* Problem to work on *
Leave out the pictures and transcribe the rest of the records exactly.

* Exercise data *
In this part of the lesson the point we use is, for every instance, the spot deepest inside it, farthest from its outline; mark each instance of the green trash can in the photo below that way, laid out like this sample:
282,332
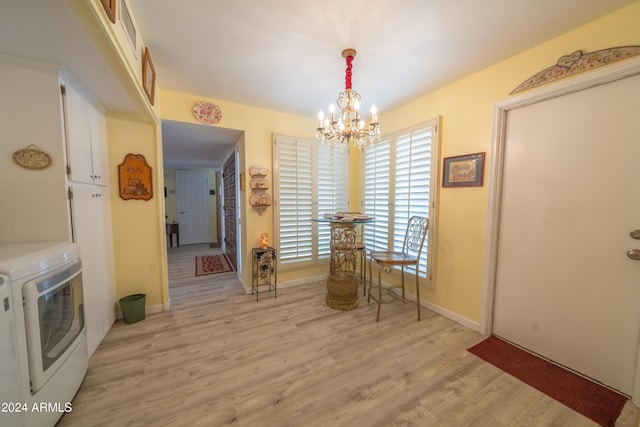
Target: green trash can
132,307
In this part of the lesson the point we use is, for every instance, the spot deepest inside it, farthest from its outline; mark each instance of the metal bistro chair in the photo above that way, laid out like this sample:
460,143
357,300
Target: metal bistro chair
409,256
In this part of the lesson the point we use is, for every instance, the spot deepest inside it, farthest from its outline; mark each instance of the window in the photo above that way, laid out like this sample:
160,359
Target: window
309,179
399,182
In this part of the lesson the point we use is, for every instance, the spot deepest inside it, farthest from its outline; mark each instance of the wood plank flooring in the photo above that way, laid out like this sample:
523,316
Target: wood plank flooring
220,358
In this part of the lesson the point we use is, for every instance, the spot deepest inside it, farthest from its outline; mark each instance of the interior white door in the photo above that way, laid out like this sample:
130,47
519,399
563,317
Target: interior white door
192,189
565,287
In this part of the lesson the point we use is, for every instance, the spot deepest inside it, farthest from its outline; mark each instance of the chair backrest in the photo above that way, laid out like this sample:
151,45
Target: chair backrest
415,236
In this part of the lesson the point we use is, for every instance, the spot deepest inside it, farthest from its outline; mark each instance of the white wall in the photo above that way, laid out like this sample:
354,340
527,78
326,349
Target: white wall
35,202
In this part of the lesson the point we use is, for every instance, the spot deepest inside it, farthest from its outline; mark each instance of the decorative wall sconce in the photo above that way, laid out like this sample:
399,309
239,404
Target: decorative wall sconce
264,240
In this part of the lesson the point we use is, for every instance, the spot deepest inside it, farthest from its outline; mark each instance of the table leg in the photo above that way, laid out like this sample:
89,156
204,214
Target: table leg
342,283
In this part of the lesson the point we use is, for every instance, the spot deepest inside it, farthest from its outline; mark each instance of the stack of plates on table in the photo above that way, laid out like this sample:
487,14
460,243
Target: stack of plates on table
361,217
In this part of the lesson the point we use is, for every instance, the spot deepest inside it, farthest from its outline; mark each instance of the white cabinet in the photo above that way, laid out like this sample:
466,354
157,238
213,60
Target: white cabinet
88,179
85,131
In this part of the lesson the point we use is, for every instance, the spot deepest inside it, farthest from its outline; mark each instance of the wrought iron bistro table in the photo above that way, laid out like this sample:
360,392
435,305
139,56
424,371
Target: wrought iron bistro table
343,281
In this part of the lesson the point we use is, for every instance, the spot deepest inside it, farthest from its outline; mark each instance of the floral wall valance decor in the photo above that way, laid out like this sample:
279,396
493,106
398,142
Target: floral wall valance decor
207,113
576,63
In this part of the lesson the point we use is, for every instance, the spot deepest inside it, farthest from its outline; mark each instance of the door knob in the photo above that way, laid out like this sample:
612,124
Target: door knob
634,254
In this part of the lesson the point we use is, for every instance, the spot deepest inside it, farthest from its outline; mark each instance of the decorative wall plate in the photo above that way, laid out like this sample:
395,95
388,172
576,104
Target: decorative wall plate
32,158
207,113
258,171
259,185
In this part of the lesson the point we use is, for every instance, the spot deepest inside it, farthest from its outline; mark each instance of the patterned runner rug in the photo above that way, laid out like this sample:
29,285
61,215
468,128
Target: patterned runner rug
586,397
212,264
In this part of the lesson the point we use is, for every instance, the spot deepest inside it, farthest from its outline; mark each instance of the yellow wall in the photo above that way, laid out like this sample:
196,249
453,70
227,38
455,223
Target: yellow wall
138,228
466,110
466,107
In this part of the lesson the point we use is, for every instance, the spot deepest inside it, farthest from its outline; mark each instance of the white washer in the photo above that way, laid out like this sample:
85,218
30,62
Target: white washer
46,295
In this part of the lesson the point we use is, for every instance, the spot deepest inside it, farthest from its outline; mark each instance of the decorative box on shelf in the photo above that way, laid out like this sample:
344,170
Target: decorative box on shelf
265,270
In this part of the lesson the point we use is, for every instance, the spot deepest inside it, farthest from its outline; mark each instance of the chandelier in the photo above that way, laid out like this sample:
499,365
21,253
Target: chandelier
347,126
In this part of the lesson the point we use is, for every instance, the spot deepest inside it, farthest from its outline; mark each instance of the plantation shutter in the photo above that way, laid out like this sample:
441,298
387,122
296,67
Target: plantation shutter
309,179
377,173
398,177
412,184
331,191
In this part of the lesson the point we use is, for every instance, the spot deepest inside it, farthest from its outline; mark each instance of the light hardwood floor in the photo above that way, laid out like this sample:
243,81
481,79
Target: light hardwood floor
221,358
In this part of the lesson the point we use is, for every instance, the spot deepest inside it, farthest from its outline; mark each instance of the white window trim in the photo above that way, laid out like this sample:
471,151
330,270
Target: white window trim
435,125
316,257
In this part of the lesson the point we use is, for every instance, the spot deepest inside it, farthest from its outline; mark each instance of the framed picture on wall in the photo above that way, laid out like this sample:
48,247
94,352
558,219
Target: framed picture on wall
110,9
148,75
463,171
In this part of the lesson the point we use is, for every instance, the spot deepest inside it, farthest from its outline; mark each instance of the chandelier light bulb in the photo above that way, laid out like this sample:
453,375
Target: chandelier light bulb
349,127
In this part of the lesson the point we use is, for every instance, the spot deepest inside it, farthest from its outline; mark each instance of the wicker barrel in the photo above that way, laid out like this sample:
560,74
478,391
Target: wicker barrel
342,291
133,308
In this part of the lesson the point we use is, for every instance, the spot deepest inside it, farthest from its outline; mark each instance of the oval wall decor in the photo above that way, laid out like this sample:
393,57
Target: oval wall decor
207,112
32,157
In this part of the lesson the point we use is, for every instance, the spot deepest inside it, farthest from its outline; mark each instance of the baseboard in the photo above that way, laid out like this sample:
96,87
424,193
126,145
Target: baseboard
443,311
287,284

* Response to this exercise *
In this part of the lesson the point we use is, for every instance, the spot deepest inside it, farthest from its outline; mark each instance of the green trash can in the photo below that way, laid out like this sample:
282,332
Target: green trash can
132,307
In this part of the lesson the point we use is, for every instance, the spot deepest inside it, farthest from its outline; mark each instance of the metal bistro chair in the photo above that way, laid out like this sample:
460,143
357,300
Target: metal bistro chair
409,256
In this part of the lesson the point we use is, for every instance, the spot deepest inside it, farthest from its outline; mark each instance of the window in the photo above that way, laid out like this sample:
160,359
Target: window
309,179
399,182
In this part of the lesson the point we use is, for every instance, the spot deepest inside it, farthest from its outline; mark each instance of the wood plank flooring in the photo above that way, laid out like this sample:
523,316
Target: wood plank flooring
220,358
In this part of the lesson the point we use is, for every instance, the spot deepest inside it, farthest from its outline; mark each instance of the interior white door in the photo above that way, laid out like this sample:
130,47
519,399
563,317
Target: interior white door
192,189
565,287
In this part of the lesson the point we use is, for every instance, the spot deepest inside it, farthest from its outline; mark each instance of the chair backrest in the photo above that way, laid out like this sample:
151,45
Target: chair backrest
415,236
In this part of the lesson the point we use is, for every instance, the spot deepest inside it, farthest from its outline; mark each instance of the white wall in the photo above that way, laid out like this sample:
354,340
527,78
326,349
Target: white wall
35,202
In this part of the lesson the point we use is, for every instance, the spot deepest inside it, farthest from its outline; mark each instance of the decorative wall sconce in the photo above that way, laid out like this sample:
399,309
239,404
Target: decorative wall sconce
264,240
In this part of the lesson the point we use is, for every instance, the spot deepest inside it, farthest from its outline; mark each instance of the table leg in the photo above that way, laid out like this sample:
89,156
204,214
Target: table leg
342,283
In this part of the lesson the point we use is, for every instance, the spot deepest inside it, farthest from its outline; mark each instance of the stack of plates on table in the photo above that way, laid out like this sample:
487,14
460,243
Target: stack of plates on table
361,217
In this part of the lesson the point we use is, for every instance, the spot deepest inside it, farthest from its outline; mark each instance of the white cabinet in the photo above that way, laid out like this sample:
466,354
157,238
213,60
Target: white cabinet
88,179
85,131
In this part of the lesson the point we use is, for every instance, the spot deepest inside it, farthest from its outline; mark each instance of the wrought iron bistro table in the photo above that way, laid out like this sample:
360,392
435,305
139,56
424,371
Target: wrought iron bistro table
343,281
In this part of the lesson the point we use is, for every instance, the spot deepest inside it, farthest from its outline; mark each instance of the floral wall valance decor in the photo above that way, laid out like this sample:
279,396
493,106
398,142
Target: floral wall valance decor
207,113
576,63
In this part of the lesson the point we use is, for every instance, the spot deepest inside it, farthest from its outline; mark each instance of the door knob in the photo above that way, laid out like this sample:
612,124
Target: door knob
634,254
In this part of the lesson the point we use is, for every instance, the spot deepest inside it, farthest from its outline; mark each instance of the decorative wall plate in the photo above that way, laid out like this sample:
395,95
388,172
576,104
Target: decorative wall plate
32,158
207,113
258,171
259,185
In this part of the lesson the point we use is, for every instance, the spot deepest inside it, farthest from its outline; mark each instance of the patterned runner rug in the photo above that way, laid out like this sample:
29,285
61,215
468,128
Target: patterned runner rug
586,397
212,264
In this part of the lesson the point we use is, for every instance, the spot deepest inside it, farthest from its outline; mark each instance of the yellow wall in the photo above that way, laid out like this sample:
196,249
453,70
227,38
455,223
Target: yellow wall
138,228
466,110
466,107
In this part of the lesson the point we use is, for every instance, the spot deepest inside it, farthest from its outline; mark each instance of the white washer in the photo above that way, laid out like this sample:
85,218
30,62
Target: white washer
46,295
In this part of the lesson the point we use is, for every instance, the spot deepest inside it, farthest from its outline; mark each instance of the decorative box on shelf in the photo above that way, laid out like this sample:
344,170
Target: decorative box on shelf
265,270
In this part of the lesson the point we use is, for every instance, the spot deepest inside it, farthest from its outline; mark each instance of the chandelier in the photo above that way, laid out like this sample:
499,365
21,253
Target: chandelier
347,126
In this part of the lesson the point we use is, for every instance, the spot deepest inside it, farthest from its outline; mark each instance of the plantation shutter in the photo above that way, laid out like this sample:
441,298
387,122
296,67
Target: plantation shutter
309,179
377,173
398,177
412,184
331,191
In this part of the lesson the point we use is, for every instance, the spot deepest inside it, farthest from its outline; mark each instance of the light hardwood floor in the photo above that way, laid out like this sample:
243,81
481,79
Target: light hardwood floor
221,358
In this part of the lesson the point we use is, for every instance, the spot deepest inside it, farthest from its outline; mark each instance of the white window trim in the photo above that way, laid out like this sample:
471,151
330,270
Target: white window trim
435,125
316,257
In this part of the lesson the point we use is, for every instance, the spot deepest inside it, farthest from its outline; mark each instance of the framed picture on wall in the photo above that way, laid out like this sample:
48,247
94,352
558,219
Target: framed picture on wall
110,9
148,75
463,171
In this part of the lesson the point we use is, for every instance, the spot deepest inside it, farthest from its outline; mark each instance of the chandelier light bulb in the photo above that way, laid out like this sample:
453,375
Target: chandelier light bulb
349,127
In this part of the lesson the point we use is, for every instance, the spot deepest inside it, farthest from its outline; mark each instance of the wicker barrel in the photo above that way, laid out like this sample:
560,74
478,391
Target: wicker barrel
342,291
133,308
In this part of the lesson the point we use is, for every instance, the spot deepest inside it, farthest from its outline; mark each instance of the oval wall decor in the photo above that way, laid out like this sample:
393,57
Target: oval wall decor
207,112
32,157
In this part of the lesson the point we use is, for every instance, the spot deepest inside it, farthest from its outline; mark each instance of the baseboard in the photo above that way, laid out like this sample:
96,87
424,193
126,145
Target: baseboard
443,311
287,284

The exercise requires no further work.